**GIVEN PROBLEM**.
Identify every line in the records below that contains the string "white" and copy each one. Match case exactly, so a line with the word in different capitalization does not count.

------------------------------------------------------------------------

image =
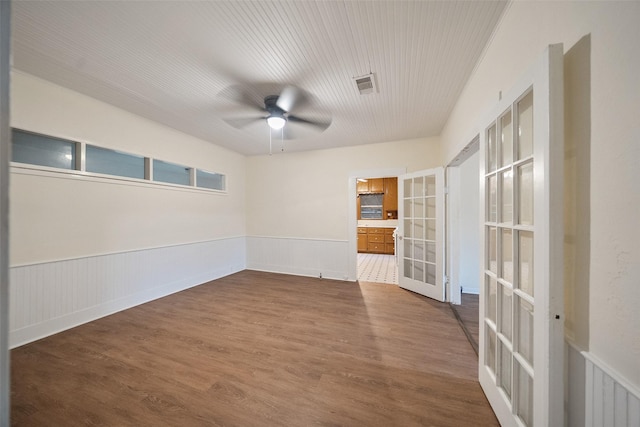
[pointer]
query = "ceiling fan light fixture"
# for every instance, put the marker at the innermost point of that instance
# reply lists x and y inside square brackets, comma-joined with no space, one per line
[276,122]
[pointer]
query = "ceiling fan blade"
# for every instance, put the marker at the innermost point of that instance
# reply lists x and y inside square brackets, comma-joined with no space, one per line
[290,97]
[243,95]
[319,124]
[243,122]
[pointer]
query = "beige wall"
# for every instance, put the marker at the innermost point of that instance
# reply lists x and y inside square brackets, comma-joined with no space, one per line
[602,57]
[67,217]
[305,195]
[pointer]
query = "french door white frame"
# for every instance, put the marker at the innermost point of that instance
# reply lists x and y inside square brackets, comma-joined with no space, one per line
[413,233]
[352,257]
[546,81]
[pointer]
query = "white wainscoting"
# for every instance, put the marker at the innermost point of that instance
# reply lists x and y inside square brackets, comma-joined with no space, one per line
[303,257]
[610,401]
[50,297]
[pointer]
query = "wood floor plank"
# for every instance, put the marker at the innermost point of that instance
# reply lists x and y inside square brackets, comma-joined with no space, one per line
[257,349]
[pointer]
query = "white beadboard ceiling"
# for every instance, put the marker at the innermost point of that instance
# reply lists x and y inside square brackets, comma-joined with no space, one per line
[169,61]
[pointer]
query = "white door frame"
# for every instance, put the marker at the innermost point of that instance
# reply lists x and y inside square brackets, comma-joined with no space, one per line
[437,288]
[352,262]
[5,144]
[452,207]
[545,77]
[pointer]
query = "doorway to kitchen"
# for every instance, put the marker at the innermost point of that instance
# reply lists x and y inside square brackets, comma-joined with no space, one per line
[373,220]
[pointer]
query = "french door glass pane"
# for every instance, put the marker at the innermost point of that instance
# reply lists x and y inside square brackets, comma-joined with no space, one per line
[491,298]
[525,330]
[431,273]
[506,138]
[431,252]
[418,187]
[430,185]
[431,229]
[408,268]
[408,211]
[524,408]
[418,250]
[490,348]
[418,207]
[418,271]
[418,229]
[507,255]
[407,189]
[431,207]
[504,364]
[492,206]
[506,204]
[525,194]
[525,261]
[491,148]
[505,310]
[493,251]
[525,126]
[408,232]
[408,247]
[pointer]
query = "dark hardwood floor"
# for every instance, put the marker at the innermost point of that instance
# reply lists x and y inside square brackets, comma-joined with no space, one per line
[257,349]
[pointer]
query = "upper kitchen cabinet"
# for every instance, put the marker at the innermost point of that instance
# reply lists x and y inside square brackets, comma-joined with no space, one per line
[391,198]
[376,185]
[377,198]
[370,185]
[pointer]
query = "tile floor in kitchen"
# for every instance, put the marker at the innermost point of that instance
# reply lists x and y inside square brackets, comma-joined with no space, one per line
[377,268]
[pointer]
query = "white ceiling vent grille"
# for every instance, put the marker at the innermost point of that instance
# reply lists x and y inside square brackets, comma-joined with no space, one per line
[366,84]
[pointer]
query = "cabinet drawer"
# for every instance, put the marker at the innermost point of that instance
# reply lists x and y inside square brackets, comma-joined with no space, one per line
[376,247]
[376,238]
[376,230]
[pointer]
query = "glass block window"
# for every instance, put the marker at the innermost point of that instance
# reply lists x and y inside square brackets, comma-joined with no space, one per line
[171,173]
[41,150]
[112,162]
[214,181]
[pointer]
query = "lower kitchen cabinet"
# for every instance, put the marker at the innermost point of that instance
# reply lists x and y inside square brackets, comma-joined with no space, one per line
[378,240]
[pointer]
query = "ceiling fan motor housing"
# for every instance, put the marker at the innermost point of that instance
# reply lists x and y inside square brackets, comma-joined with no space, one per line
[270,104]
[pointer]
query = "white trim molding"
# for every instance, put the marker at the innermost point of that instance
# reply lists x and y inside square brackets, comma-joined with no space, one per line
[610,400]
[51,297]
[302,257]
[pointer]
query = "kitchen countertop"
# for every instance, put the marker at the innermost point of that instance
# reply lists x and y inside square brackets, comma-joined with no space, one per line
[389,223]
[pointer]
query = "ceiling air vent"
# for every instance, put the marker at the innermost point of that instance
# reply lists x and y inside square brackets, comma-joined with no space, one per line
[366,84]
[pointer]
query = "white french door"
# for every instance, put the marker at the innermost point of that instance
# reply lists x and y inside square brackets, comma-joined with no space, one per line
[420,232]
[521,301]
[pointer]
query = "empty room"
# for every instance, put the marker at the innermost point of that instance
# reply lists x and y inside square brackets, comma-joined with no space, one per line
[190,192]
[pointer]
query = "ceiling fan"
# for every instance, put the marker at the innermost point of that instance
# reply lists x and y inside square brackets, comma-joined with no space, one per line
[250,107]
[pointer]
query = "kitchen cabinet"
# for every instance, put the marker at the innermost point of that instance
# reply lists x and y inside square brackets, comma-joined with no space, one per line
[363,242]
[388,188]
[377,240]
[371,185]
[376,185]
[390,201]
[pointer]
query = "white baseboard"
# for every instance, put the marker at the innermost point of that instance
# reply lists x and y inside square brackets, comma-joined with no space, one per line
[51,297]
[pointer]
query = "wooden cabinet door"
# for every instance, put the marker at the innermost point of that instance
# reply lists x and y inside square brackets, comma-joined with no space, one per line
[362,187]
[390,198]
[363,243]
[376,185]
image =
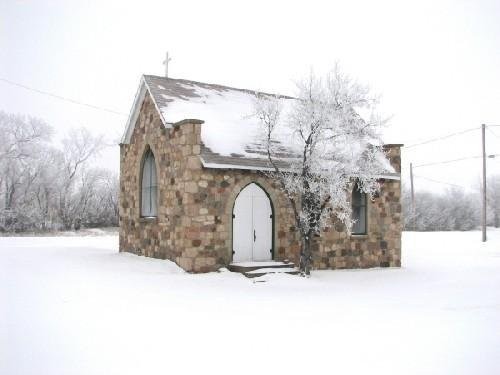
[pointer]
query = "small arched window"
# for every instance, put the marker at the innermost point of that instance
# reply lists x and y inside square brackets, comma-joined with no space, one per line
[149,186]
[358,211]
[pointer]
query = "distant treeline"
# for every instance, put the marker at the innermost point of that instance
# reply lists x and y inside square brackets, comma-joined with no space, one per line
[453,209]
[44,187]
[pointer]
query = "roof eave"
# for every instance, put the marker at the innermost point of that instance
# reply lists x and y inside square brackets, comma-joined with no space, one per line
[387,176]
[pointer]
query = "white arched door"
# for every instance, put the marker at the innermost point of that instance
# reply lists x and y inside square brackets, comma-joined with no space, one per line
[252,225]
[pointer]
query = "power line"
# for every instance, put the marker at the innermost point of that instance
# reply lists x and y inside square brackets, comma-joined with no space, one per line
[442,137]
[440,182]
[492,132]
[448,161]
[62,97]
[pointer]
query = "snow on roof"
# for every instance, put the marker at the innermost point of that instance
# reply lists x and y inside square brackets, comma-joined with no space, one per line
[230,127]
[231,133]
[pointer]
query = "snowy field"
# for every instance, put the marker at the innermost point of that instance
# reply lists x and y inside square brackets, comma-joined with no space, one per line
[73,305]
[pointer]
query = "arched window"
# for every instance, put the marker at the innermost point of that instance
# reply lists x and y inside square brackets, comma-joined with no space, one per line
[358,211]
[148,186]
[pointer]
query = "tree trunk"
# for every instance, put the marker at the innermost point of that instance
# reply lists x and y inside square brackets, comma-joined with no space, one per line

------------------------------------------------------------------------

**EXERCISE RESPONSE**.
query = "french door white frame"
query = "white wainscoting"
query = "white beadboard ceiling"
query = "white door frame"
query = "white ceiling vent grille"
query = "white trim molding"
query = "white french door"
query = "white baseboard"
query = "white arched door"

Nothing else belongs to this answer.